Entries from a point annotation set
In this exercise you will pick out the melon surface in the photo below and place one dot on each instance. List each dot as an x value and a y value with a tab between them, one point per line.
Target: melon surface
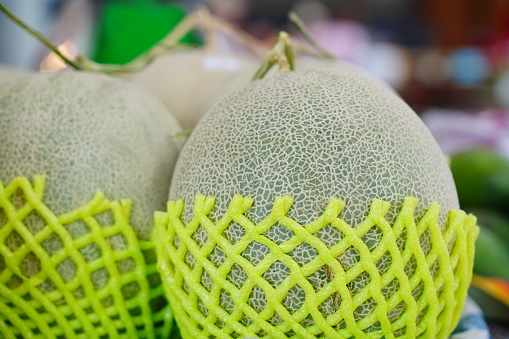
88	132
182	80
314	135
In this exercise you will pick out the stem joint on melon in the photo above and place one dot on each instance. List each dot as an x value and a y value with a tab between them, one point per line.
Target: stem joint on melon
282	54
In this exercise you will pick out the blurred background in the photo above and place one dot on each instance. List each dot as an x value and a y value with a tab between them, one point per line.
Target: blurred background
449	60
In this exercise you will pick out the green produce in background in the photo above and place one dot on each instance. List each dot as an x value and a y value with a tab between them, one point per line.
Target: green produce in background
128	28
482	179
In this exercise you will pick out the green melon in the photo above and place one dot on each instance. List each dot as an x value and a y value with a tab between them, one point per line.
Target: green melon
312	134
182	80
88	132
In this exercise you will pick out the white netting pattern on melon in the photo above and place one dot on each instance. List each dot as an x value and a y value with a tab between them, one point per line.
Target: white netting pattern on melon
82	274
87	132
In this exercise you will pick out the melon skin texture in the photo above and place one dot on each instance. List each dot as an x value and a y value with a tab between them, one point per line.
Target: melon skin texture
314	135
87	132
183	80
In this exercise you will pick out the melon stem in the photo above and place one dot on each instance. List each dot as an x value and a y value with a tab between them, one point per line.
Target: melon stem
304	31
199	18
39	37
281	53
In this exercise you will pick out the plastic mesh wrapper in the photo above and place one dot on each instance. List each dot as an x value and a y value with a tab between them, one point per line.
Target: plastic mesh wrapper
82	274
417	273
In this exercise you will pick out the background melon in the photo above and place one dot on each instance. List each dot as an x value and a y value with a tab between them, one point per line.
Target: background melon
314	135
88	132
183	79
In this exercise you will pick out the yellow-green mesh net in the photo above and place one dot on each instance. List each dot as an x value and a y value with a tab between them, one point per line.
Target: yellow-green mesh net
82	274
415	277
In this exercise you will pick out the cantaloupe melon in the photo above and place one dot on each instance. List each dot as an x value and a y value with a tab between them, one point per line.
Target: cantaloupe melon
313	135
183	79
88	132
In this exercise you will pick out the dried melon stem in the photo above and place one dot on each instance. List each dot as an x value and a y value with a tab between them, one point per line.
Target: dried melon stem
281	53
39	37
304	31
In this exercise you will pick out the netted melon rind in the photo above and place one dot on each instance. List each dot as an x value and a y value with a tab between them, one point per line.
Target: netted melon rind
198	311
48	304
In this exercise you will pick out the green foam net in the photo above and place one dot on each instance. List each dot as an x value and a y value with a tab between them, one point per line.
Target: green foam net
415	276
82	274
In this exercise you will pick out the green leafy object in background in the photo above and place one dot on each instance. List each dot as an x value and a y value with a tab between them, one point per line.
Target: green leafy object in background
482	179
128	28
491	255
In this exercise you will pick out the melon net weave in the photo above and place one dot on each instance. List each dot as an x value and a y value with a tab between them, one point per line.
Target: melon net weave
415	276
82	274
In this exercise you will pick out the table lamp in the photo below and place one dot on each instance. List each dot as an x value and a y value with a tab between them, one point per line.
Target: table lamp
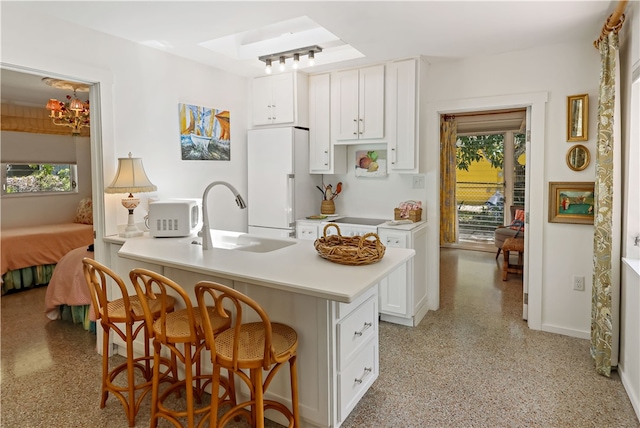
130	178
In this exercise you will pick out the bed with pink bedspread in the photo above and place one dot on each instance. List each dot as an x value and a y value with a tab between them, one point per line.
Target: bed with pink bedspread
28	254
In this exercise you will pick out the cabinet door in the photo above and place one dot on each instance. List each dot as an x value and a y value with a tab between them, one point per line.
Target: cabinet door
371	103
402	141
319	128
344	105
393	292
283	102
394	288
262	97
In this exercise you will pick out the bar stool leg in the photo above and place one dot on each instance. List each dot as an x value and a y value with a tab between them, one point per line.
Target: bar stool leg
505	265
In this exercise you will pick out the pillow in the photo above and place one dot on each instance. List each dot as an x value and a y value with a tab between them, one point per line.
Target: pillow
518	221
84	212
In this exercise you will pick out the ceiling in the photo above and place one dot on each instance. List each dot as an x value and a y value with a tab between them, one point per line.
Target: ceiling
379	30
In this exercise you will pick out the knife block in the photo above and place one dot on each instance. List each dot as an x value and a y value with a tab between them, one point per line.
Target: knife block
328	207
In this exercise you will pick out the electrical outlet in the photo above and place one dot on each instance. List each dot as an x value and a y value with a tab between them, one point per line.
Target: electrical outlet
418	181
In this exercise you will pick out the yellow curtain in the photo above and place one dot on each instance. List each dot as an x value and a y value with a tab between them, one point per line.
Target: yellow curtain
448	206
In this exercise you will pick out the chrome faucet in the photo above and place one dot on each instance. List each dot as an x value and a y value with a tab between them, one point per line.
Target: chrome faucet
206	231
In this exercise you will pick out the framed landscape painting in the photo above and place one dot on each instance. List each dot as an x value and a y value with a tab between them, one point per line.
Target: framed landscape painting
204	133
571	202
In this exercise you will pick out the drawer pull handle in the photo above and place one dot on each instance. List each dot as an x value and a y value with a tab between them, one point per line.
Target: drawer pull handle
367	370
366	326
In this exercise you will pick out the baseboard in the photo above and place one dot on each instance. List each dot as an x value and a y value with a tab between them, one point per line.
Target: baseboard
580	334
631	393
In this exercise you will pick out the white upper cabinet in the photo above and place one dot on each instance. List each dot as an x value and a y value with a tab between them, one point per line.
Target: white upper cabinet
323	157
402	131
278	99
357	104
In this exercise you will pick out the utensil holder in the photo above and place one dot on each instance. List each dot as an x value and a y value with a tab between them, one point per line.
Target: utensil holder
328	207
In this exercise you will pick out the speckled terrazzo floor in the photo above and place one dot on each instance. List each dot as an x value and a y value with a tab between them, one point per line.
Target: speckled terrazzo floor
473	363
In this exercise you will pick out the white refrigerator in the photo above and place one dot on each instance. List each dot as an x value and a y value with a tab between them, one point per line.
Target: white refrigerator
280	188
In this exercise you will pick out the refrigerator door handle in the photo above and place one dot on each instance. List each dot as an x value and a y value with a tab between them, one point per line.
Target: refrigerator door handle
290	189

- **Description of the task**:
Reproduce every record above exactly, but leave out the pictures.

- **Finished answer**:
In this exercise you will pick out the melon surface in the photo below and place one dot on each instance. List each dot as an x value and a y value with a tab between them, one point per line.
Target: melon surface
88	132
182	80
314	135
In this exercise you will pick out the stem joint on melon in the photo above and place one dot on each instance. List each dot as an x value and a y value with a tab between them, one point per line.
Target: stem joint on melon
282	54
In this exercise you will pick out the blurred background in the photo above and place one dot on each instance. List each dot as an x value and a y value with a tab between them, one point per line.
Target: blurred background
449	60
In this exercise you will pick out the green produce in background in the photo above and place one dot on each instance. List each dot as an x value and a y value with a tab between them, one point per line.
Target: green produce in background
128	28
482	179
In this exercise you will pick out the green melon in the photo above and place one dot on each instance. List each dot as an x value and a y value with a tab between them, one point per line.
Target: green melon
312	134
182	80
88	132
In this exercise you will pick out the white netting pattern on melon in the photo above and place one dot on each instance. List each dot as an x value and a y value with a tab between them, one point per line.
Target: white netting pattern on melon
82	274
87	132
In this exercise you will pick out the melon skin texture in the photo above and place one dot on each instance. List each dot as an x value and a y value with a tab between them, one point per line.
Target: melon skin texture
314	135
87	132
183	80
In this exercise you will pick out the melon stem in the photo above and place one dot on each instance. List each dot as an x value and a y value with a tab between them, one point per line.
Target: melon stem
304	31
199	18
39	37
281	53
In this exercise you will pick out the plastic mesh wrapper in the photo above and place one dot on each instance. List each dot as an x value and a y value with a tab between them, one point per line.
Target: plastic mesh wrapper
82	274
417	273
In this exercise you will pick out the background melon in the photo above and place one dot on each instance. List each dot as an x value and a y value with a tab between them, one point per line.
Target: background melon
314	135
88	132
183	79
In this exercise you will pick out the yellow-green mesh net in the photo above and place one dot on each instance. List each dot as an x value and a y value with a tab between them, one point per line.
Target: yellow-green mesh net
82	274
415	277
In this exercise you will pick out the cantaloupe melon in the photo above and place one dot on each instance. List each dot as an x value and a y value with a tab between them, one point per line.
Target: cantaloupe melon
313	135
183	79
88	132
In this exercise you will pick out the dried melon stem in the photo above and place one dot on each instance. List each dot as an x value and a y value with a tab between them, one point per line.
Target: dried melon stem
281	53
39	37
304	31
In this exercise you will pick out the netted melon rind in the photo above and place one dot on each instance. List each dot as an x value and a y value with a tab between them, one point per line.
Target: netted melon rind
198	311
48	304
In this exercise you will pick out the green foam net in the photo above and place one dot on each instance. List each dot as an x value and a y value with a tab between them, one point per line.
Target: green foam net
415	276
82	274
In this exercise you will pick out the green leafy object in background in the photo above and place one dot on each instance. List each dot as an x value and a y value with a tab between them, one point per line.
Target: green leafy object in background
482	179
128	28
491	255
In this exercise you will pick out the melon net weave in the photo above and place one dot on each instance. List each dot as an x value and a y value with a tab between them, one point per line.
Target: melon net weave
415	276
82	274
In this exercise you will pick out the table lamp in the photo below and place one dot on each instance. List each dot as an x value and a y value with a tab between them, one point per line.
Target: table lamp
130	178
In this exercise you will pick out the bed with pink bedspread in the photo above and place one dot on each instance. List each dot as an x value and a y value with a tab between them, one point per line.
Target: bed with pink bedspread
28	254
In this exercise you will pick out the cabinet door in the photo above and place one dot on each instance. List each dot as an x value and a y value with a tab between them, one point per line.
Target: cabinet door
371	103
402	141
319	128
344	105
393	292
283	102
394	288
262	97
In this exercise you will pick out the bar stool leg in the photo above and place one dot on each instance. List each dot as an x value and a y value with a tab between them, one point per line.
Target: bar stool leg
505	265
In this exercise you will pick out the pillow in the photo above and place one dot on each instance. List each dot as an x value and a y value with a tab between them, one point per line.
Target: pillow
518	221
84	212
In this exercise you will pick out the ceiling in the photo above and place one dot on each instance. List each dot as an x value and a y value with a tab between them, one point per line.
Target: ceiling
379	30
In this exercise you will pick out the knife block in the photo above and place one dot on each instance. List each dot as an x value and a y value with a tab between them, one point per line.
Target: knife block
328	207
In this exercise you will pick out the electrical outlet in the photo above and place one dot on each instance. List each dot as an x value and a y value with a tab between them, one point per line.
Target: electrical outlet
418	181
In this exercise you will pick out the yellow curtain in the photo above and place one dot on each instance. List each dot as an x value and a y value with a tab between them, one point per line.
Target: yellow curtain
448	206
In this exercise you will pick out the chrome faucet in the photo above and place one dot on each instance. List each dot as an x value and a y value with a tab between them, one point per line.
Target: chrome faucet
206	231
In this exercise you will pick out the framed landscape painting in the photo above and place one dot on each instance. List each dot as an x value and a y value with a tab between them, one point per line.
Target: framed landscape painting
204	133
571	202
In this exercise you will pick out the drawer pull handle in the photo above and place one dot on each instance. List each dot as an x value and a y value with a tab between them, one point per line.
Target: drawer pull handle
367	370
366	326
In this exercise you will pick out the baseboard in the photo above and place one dot on each instance. List each dot as an x value and a y value with a tab between them, one point per line.
Target: baseboard
580	334
631	393
In this exercise you will pick out the white upper cabinet in the photo above and place one dot on each instance. List each dot as an x value and a y value with a tab between them, one point per line.
Target: white upper cabinet
323	157
402	131
278	99
357	104
In this exercise you will pick out the utensil holder in the photo above and place one dot on each instance. List each dot as an x value and a y value with a tab between them, one point per line.
Target: utensil holder
328	207
In this exercise you will pick out the speckled terrazzo floor in the photo above and place one dot on each instance. List each dot as an x value and a y value with a tab between them, one point per line.
Target: speckled terrazzo floor
473	363
In this exercise you will pick out the white refrigerator in the photo above and place one dot on each instance. List each dot as an x value and a y value with a tab between them, one point per line.
Target: white refrigerator
280	188
In this exercise you will pick out the refrigerator door handle in the photo above and place one dot on each instance. List each dot as an x value and a y value with a tab between them, one point per line.
Target: refrigerator door handle
290	189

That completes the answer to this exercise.